## USING THE INFORMATION
(A) List every person named in the passage about Jacinda Arden.
(B) Using the passage about Jacinda Arden, decide whether each statement agrees with it. Answer yes or no, and quote the words that decide it. (i) Nelson Mandela left office after a single term. (ii) The March 2019 Christchurch mosque shooting killed 51 people. (iii) Arden named the attacker when she addressed parliament.

## PASSAGE SHOWN

Not all men are wretched. Two centuries ago in America, George Washington started a tradition by retiring after two terms as President. Now, those who get elected as Presidents are constitutionally retired from the presidency after two terms. Except Donald Trump who wants elections denied and the Constitution changed to suit his whims. Nelson Mandela stepped down after one term to create a tradition of democratic transition in post-Apartheid South Africa. His example and his sacrifice have been lost on his successors. Again, too few of them in today’s world.
Asked for her finest moments, Arden pointed to climate change and her steering New Zealand to adopt zero carbon legislation, and her commitment to tackling the socioeconomic conditions of New Zealand’s indigenous Māori people and offering them co-governance. She won international acclaim and admiration among Muslims for her response and leadership after the March 2019 shooting at two Christchurch mosques in which 51 people died and 49 were injured. Addressing parliament after visiting Muslim mourners in Christchurch, she refused to utter the name of the attacker, keeping him “nameless” and preferring to “speak the names of those who were lost rather than the name of the man who took them.”
She again caught the world’s attention with her leadership in tackling the Covid-19 pandemic that left New Zealand an oasis of safety in an over infected planet. But the harsh measures her government took and the economic downturns after Covid eventually took a toll on her and the government’s popularity. As a woman, she has had her share of attacks by right wing freedom nuts and misogynists.
According to New Zealand’s Māori Party co-leader Debbie Ngarewa-Packer, Jacinda Arden has been subjected to “constant personalisation and vilification” in the most “demeaning form of politics we have ever seen.” In the opinion of columnist Vera Alves, no other Prime Minister in history has had to deal “with the level of vitriol Ardern has had to put up with on a regular, exhausting basis.”
Even though the governing Labour Party is trailing badly in the polls, the retiring Prime Minister is insistent that she is not leaving politics because Labour might lose the election in October, and she believes that her Party can and will win the election without her. She is proud of her record and the ambitious agenda that her government has delivered on, “while responding to some of the biggest threats to the health and economic wellbeing of New Zealanders, arguably since World War Two.”

Items from a dataset:
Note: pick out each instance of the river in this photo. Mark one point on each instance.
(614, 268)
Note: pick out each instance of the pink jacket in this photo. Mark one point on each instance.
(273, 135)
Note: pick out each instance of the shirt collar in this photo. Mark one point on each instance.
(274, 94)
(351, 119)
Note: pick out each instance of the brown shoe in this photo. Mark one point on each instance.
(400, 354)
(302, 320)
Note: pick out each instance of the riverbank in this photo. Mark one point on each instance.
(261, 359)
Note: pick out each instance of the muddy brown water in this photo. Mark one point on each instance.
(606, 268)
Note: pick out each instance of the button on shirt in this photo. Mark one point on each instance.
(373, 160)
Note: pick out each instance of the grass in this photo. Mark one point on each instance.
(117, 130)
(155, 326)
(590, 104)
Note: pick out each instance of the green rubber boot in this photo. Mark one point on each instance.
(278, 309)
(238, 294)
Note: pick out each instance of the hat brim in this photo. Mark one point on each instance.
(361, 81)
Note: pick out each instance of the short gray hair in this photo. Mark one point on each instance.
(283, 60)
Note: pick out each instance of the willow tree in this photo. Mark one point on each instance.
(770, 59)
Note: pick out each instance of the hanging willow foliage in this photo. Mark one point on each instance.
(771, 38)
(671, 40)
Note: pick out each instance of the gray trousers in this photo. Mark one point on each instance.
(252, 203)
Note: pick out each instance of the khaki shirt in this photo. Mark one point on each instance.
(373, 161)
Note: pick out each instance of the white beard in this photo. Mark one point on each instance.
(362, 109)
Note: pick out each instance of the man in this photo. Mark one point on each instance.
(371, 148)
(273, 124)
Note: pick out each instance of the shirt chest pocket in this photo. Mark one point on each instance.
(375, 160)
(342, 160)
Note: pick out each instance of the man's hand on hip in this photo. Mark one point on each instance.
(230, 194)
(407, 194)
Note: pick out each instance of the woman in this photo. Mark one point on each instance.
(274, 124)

## SOLUTIONS TO THE PROBLEMS
(A) George Washington, Donald Trump, Nelson Mandela, Jacinda Arden, Debbie Ngarewa-Packer, Vera Alves

(B)
(i) Yes: "Nelson Mandela stepped down after one term"
(ii) Yes: "the March 2019 shooting at two Christchurch mosques in which 51 people died"
(iii) No: "she refused to utter the name of the attacker"